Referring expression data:

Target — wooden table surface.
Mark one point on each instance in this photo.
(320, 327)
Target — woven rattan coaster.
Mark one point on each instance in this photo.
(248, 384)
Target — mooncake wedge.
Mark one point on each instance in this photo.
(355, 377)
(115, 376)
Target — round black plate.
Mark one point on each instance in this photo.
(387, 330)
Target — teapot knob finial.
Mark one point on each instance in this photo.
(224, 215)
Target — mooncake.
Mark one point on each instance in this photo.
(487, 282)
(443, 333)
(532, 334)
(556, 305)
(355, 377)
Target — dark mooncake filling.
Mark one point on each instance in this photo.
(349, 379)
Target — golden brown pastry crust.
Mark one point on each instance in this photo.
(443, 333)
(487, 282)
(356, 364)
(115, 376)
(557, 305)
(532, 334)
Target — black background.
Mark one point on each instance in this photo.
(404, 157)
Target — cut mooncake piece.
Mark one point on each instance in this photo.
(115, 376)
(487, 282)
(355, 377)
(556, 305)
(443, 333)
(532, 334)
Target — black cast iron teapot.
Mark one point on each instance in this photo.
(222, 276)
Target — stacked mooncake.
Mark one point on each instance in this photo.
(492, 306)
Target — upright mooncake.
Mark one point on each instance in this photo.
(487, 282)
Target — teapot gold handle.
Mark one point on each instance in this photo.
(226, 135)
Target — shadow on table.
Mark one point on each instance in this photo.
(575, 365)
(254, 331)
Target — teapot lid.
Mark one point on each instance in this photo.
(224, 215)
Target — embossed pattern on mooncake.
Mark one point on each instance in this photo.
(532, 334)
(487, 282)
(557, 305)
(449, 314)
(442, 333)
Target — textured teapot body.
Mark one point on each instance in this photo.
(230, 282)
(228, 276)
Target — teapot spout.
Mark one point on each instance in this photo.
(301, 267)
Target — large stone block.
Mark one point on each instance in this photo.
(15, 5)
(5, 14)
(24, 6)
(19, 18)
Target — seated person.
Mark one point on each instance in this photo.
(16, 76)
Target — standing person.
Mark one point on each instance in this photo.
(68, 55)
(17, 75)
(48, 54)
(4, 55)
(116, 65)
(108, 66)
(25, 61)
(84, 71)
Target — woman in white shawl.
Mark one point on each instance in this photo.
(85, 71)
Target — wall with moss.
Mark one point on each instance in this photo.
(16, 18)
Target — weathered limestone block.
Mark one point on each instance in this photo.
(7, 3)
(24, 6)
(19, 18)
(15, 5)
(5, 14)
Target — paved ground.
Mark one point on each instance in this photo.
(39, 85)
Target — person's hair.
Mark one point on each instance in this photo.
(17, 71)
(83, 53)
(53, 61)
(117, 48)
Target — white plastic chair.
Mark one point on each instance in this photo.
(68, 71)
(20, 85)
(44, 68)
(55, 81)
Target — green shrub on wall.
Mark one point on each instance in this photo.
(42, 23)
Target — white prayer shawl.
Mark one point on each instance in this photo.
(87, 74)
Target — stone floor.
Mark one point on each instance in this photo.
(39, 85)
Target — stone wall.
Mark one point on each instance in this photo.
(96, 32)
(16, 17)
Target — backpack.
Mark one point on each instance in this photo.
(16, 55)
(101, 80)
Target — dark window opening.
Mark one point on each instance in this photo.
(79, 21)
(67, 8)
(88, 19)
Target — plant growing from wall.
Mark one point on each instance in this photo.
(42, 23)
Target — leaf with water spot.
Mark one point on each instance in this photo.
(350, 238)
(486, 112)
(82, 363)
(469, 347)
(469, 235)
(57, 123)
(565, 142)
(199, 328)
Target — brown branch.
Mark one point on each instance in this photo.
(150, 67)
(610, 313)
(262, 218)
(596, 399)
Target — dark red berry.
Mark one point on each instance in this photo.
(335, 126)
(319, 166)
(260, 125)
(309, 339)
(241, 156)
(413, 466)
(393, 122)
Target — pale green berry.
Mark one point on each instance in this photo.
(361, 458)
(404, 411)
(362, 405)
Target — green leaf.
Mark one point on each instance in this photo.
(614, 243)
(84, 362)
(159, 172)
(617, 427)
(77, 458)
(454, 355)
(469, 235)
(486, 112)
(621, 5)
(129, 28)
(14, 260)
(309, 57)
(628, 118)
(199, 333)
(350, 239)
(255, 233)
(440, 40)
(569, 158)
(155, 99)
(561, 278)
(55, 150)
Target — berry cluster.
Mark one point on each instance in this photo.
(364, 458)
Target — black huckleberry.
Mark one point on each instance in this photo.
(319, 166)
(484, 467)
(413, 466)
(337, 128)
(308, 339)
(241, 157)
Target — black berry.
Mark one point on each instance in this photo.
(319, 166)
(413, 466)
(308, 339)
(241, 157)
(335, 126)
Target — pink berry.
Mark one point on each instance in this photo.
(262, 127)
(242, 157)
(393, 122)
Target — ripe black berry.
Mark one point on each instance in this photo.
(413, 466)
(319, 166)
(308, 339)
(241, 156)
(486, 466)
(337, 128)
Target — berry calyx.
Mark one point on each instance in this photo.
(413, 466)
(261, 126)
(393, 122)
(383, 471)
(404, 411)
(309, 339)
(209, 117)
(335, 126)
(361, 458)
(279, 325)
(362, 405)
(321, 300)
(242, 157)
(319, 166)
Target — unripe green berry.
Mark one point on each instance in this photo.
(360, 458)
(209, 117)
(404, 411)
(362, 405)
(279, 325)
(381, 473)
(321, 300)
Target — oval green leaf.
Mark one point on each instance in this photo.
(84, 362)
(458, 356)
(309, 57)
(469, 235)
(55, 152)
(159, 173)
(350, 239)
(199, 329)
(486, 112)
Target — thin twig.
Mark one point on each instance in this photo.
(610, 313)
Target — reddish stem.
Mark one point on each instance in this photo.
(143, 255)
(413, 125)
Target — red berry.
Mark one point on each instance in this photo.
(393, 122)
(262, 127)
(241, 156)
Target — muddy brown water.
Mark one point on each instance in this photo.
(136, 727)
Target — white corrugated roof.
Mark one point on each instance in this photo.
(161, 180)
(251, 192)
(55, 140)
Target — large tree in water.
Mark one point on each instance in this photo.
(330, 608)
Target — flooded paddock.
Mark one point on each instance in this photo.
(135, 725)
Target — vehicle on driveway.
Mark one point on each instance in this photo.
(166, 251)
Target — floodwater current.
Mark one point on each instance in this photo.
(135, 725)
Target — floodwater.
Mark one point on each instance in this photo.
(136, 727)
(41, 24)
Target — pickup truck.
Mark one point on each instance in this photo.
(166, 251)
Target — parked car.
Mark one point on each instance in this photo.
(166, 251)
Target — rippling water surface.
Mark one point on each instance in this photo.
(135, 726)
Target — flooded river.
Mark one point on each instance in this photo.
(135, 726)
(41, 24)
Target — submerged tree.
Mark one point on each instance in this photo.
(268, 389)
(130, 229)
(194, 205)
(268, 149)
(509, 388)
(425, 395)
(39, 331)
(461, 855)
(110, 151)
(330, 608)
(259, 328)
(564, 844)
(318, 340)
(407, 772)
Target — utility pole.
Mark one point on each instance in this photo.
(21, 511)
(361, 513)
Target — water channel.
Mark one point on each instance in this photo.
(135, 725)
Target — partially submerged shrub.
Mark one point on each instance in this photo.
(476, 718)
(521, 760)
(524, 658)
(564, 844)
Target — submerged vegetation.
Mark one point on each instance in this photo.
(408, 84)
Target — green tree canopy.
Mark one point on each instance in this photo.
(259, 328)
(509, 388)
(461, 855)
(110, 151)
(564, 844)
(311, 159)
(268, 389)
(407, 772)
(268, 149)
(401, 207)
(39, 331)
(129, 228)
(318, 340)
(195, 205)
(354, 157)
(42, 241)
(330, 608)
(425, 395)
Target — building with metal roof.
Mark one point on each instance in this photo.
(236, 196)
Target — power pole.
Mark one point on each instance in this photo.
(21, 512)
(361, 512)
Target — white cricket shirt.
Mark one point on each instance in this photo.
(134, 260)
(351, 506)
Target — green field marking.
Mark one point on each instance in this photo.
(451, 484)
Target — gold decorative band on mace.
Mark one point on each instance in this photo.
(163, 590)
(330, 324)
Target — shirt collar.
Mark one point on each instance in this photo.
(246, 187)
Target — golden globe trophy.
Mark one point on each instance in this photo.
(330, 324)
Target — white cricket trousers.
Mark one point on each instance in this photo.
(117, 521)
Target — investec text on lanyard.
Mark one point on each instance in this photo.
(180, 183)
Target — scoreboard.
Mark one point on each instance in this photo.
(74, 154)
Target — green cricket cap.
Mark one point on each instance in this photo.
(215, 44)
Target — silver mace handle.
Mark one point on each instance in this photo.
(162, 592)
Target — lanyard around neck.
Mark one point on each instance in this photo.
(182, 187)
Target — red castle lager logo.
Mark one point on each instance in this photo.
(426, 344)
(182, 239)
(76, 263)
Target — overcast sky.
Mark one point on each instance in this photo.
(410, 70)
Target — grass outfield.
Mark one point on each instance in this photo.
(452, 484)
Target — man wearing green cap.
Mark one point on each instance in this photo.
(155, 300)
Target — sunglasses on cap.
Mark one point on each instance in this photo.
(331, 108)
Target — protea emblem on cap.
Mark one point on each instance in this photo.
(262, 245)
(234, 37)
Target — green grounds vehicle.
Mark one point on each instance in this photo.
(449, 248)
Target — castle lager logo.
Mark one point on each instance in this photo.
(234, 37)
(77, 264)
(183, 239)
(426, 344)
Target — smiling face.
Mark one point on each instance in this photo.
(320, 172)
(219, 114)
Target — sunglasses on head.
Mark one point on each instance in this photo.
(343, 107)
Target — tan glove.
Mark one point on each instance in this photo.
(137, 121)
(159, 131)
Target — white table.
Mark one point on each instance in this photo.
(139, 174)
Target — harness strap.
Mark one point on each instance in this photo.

> _Instructions for the task_
Set down, exactly as they stand above, the lines starting with the line with "Target — teapot spout." and going on through the line with "Target — white prayer shawl.", and no others.

> _Output_
Target — teapot spout.
Mark one point on each instance in this photo.
(301, 267)
Target — large stone block.
Mark one point on each instance in this photo.
(15, 5)
(5, 14)
(24, 6)
(19, 18)
Target — seated person.
Mark one point on each instance in this photo.
(16, 76)
Target — standing person.
Mark one point on each instance in this photo.
(68, 55)
(17, 75)
(48, 54)
(4, 55)
(116, 65)
(108, 66)
(25, 61)
(84, 71)
Target — woman in white shawl.
Mark one point on each instance in this photo.
(85, 71)
Target — wall with moss.
Mark one point on each instance in this photo.
(16, 18)
Target — weathered limestone block.
Mark one point on each instance in this photo.
(7, 3)
(24, 6)
(19, 18)
(15, 5)
(5, 14)
Target — paved ground.
Mark one point on each instance in this photo.
(39, 85)
Target — person's hair.
Mark one point on each instance in this photo.
(17, 71)
(83, 53)
(53, 61)
(117, 48)
Target — white plastic chair.
Mark one point on each instance in this photo.
(68, 71)
(20, 85)
(44, 68)
(55, 81)
Target — green shrub on wall.
Mark one point on each instance in this photo.
(42, 23)
Target — white prayer shawl.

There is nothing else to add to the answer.